=== GIVEN TASK ===
Quote the lines below word for word, without changing anything.

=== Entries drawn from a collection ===
_ _ _ _

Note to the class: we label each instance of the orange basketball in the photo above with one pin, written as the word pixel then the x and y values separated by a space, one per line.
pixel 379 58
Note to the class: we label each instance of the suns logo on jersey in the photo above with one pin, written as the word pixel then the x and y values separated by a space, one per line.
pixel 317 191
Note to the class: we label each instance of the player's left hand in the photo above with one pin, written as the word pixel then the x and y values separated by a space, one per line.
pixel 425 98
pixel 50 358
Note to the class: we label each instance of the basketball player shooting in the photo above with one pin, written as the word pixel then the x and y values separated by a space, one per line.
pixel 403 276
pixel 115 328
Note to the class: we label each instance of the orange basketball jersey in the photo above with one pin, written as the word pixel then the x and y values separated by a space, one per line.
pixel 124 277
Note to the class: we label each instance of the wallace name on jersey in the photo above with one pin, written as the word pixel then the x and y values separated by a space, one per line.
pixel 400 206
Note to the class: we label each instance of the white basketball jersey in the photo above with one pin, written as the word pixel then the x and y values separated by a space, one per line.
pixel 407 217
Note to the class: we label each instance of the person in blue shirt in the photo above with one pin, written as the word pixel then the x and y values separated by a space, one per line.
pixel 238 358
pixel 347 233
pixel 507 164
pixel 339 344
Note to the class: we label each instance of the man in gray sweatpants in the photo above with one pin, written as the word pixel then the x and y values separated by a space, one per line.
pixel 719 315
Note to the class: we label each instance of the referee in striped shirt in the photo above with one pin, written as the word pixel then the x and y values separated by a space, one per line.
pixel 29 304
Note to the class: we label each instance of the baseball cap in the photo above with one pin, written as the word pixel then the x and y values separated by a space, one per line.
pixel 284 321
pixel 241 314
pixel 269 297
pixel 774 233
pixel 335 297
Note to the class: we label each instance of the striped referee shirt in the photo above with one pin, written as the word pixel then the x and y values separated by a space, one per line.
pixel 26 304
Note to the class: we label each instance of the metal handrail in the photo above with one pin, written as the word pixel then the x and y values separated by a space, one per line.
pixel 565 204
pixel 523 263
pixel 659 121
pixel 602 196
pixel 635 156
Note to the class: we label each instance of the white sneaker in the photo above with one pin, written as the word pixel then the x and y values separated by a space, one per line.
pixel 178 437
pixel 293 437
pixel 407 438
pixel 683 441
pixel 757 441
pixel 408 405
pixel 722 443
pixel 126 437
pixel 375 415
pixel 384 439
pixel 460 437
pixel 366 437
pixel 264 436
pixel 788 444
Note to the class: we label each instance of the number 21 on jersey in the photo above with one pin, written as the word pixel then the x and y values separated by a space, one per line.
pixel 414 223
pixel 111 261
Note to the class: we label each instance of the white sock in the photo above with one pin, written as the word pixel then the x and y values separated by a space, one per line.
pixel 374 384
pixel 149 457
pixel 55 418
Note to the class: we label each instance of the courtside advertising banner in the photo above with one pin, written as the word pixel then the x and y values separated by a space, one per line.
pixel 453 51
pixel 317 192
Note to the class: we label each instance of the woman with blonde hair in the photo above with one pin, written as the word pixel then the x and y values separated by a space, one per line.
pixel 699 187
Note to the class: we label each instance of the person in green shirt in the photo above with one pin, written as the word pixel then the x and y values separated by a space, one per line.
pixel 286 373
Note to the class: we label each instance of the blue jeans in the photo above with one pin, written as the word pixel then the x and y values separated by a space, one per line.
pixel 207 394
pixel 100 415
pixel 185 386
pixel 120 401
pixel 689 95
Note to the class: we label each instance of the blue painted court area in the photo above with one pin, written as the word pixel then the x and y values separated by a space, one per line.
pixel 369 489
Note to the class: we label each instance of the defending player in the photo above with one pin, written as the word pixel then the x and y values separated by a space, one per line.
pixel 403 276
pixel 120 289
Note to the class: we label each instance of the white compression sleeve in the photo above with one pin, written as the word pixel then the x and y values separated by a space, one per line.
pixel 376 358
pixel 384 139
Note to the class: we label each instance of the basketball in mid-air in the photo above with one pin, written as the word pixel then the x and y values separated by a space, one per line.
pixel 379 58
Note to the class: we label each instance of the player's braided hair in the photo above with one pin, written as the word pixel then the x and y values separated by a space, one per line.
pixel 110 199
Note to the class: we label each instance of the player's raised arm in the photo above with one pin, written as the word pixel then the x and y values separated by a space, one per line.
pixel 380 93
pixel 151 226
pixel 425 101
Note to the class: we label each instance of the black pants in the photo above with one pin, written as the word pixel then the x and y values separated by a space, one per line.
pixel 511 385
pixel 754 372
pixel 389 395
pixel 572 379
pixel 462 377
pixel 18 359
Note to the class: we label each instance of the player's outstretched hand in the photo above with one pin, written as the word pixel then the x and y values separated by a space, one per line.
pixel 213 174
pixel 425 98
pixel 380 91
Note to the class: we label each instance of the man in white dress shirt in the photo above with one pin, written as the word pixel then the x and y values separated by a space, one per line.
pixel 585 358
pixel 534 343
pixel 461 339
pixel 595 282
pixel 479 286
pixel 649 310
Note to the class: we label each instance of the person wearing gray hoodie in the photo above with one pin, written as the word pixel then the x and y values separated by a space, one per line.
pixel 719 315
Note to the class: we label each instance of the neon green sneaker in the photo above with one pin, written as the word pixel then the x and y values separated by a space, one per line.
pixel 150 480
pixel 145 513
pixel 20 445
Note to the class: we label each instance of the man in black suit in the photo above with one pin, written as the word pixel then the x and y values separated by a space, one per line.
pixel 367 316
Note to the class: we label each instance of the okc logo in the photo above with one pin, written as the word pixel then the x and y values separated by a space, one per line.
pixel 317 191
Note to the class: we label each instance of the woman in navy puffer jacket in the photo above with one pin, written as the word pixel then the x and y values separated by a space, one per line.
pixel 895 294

_ _ _ _

=== COMPLETED EXERCISE ===
Note to the class: we label each instance of the orange basketball in the photo above with one pin, written as the word pixel then the x and y values separated by a space, one per line.
pixel 379 58
Note to the class: we label each instance of the suns logo on jersey in the photo above with one pin, written as the word pixel then the x and y values separated by a space, one per line.
pixel 317 191
Note to the class: we label each instance of the player's left hand in the photo above with one pin, written as the word pixel then the x and y values separated by a space, one per line.
pixel 425 98
pixel 50 358
Note to the class: we label each instance of the basketball player shooting in the photo above with one pin, written as the word pixel then the x and y values separated by a space, one per line.
pixel 403 276
pixel 115 328
Note to the class: we label each instance of the orange basketball jersey in the photo above with one pin, written as the word pixel then the x and y values separated by a space, one per line.
pixel 124 277
Note to the class: we label each instance of the wallace name on jersey in the photo above with one pin, written as the word pixel then the x and y values separated by a space, one per line.
pixel 400 206
Note to the class: we label each instance of the white basketball jersey in the photo above with one pin, written as the word pixel then the x and y values separated by a space, one per line.
pixel 407 217
Note to the class: we label each instance of the person in blue shirt in the photo above with one pin, written as the word pixel then the x and y values separated by a space, one per line.
pixel 238 358
pixel 347 233
pixel 507 164
pixel 339 344
Note to the class: we label each instance of the man in gray sweatpants in the photo above with one pin, written as the word pixel then the x and y values separated by a space, one per line.
pixel 719 315
Note to the class: we label each instance of the referee in striped shirt in the photo above with one pin, written as the word pixel then the x and y values separated by a space, one per line.
pixel 29 304
Note to the class: we label each instance of the baseball cap in the photo above with one pin, written as the word pixel then the x and y values separated by a space, one per line.
pixel 284 321
pixel 241 314
pixel 269 297
pixel 774 233
pixel 335 297
Note to the class: we label each instance of the striped referee shirt in the photo above with one pin, written as the word pixel then the x and y values separated by a space, one per line.
pixel 26 304
Note to the class: we label each instance of the metal handrail in the photo above with one pin, written as the word pixel then the x and y values separated by a space, one per line.
pixel 565 204
pixel 523 263
pixel 659 121
pixel 602 196
pixel 635 156
Note to the class: we label each instance of the white sneaker in the photo above with one pin, written as the word pixel then the x and y values separated by a space, one per line.
pixel 178 437
pixel 293 437
pixel 407 438
pixel 683 441
pixel 757 441
pixel 408 405
pixel 722 443
pixel 126 437
pixel 375 415
pixel 384 439
pixel 460 437
pixel 366 437
pixel 264 436
pixel 788 444
Note to the class: we label each instance of the number 21 on jersey in the photo above with one pin, written as the word pixel then the x and y values separated by a space, one per line.
pixel 414 223
pixel 111 261
Note to the class: we label each instance of the white sock in the photo above with one pin, written as the word pixel then the x and y values separated by a space, one per line.
pixel 374 384
pixel 149 457
pixel 55 418
Note to the class: we label each instance of the courtside advertising banner in the photo above with one pin, written as the word pixel then the x and y values separated by a space, one per line.
pixel 453 51
pixel 317 192
Note to the class: we label each instance of the woman with blonde hair in the photo above with one pin, written as the word pixel then the x and y values separated by a space, one per line.
pixel 699 187
Note to the class: we label each instance of the person in green shirt in the photo above with one pin, written as the word pixel then the x and y values separated by a space, one per line.
pixel 286 373
Note to the class: we label each instance of the blue jeans in the photo above with one pin, written as the word pixel then the x and y values separated by a space, one per line.
pixel 207 394
pixel 100 415
pixel 185 386
pixel 120 401
pixel 689 95
Note to the class: we label each instance of the blue painted court area in the photo above with one pin, written as the word pixel then the x and y values separated by a space, one per line.
pixel 369 489
Note to the class: we label each instance of the defending player in the photo above with one pin, written as the word pixel then the x and y values separated by a space, one per line.
pixel 403 276
pixel 120 289
Note to the class: we label each instance of the white compression sleeve in the photo above with one pin, written as the word pixel then the x and y values separated by a space, one per line.
pixel 376 358
pixel 384 139
Note to the class: we label each instance of the basketball in mid-air in the photo above with one pin, written as the word pixel then the x and y values separated by a space, one per line.
pixel 379 58
Note to the class: we label each instance of the player's braided hair in the photo above with one pin, written as the word pixel then the x and y values separated by a space, one per line.
pixel 110 199
Note to the class: we label each instance of the player's raised arm in the photo above with one pin, written as the word pixel then the x and y values separated by a space, one per line.
pixel 380 93
pixel 151 226
pixel 425 101
Note to the class: we label each instance of the black pants in the photo above with one pin, written as the word pixel then the x and y values separated by a space, one per line.
pixel 511 385
pixel 754 372
pixel 389 395
pixel 572 379
pixel 462 377
pixel 18 359
Note to the class: we label each instance of the player's outstretched hand in the photo above with one pin, written as the word pixel then the x and y values separated by a space, one per line.
pixel 213 174
pixel 425 98
pixel 380 91
Note to the class: we label each instance of the man in white dress shirt in the photo above with one pin, written as the word pixel then the x and y values separated by a space, one per line.
pixel 585 358
pixel 534 343
pixel 461 339
pixel 595 282
pixel 479 286
pixel 649 310
Note to the class: we label each instance of the person wearing gray hoodie in the photo above with one pin, written as the word pixel then the x and y values separated by a space, one per line.
pixel 719 315
Note to the class: we label each instance of the neon green sneaker in the photo above with one pin, written as the word pixel then the x and y values separated by a space, one per line.
pixel 150 480
pixel 145 513
pixel 20 445
Note to the class: we label each instance of the man in black suit in the photo above with one pin, written as the word pixel then the x and y values separated by a space, one per line.
pixel 367 316
Note to the class: we label each instance of the okc logo in the photo above with one pin, written as the word pixel then the x and y values separated by a space, one per line.
pixel 317 191
Note to the class: we label each instance of the woman in navy puffer jacket in the photo above with one pin, written as the word pixel then the x and y values separated by a space, one per line.
pixel 895 294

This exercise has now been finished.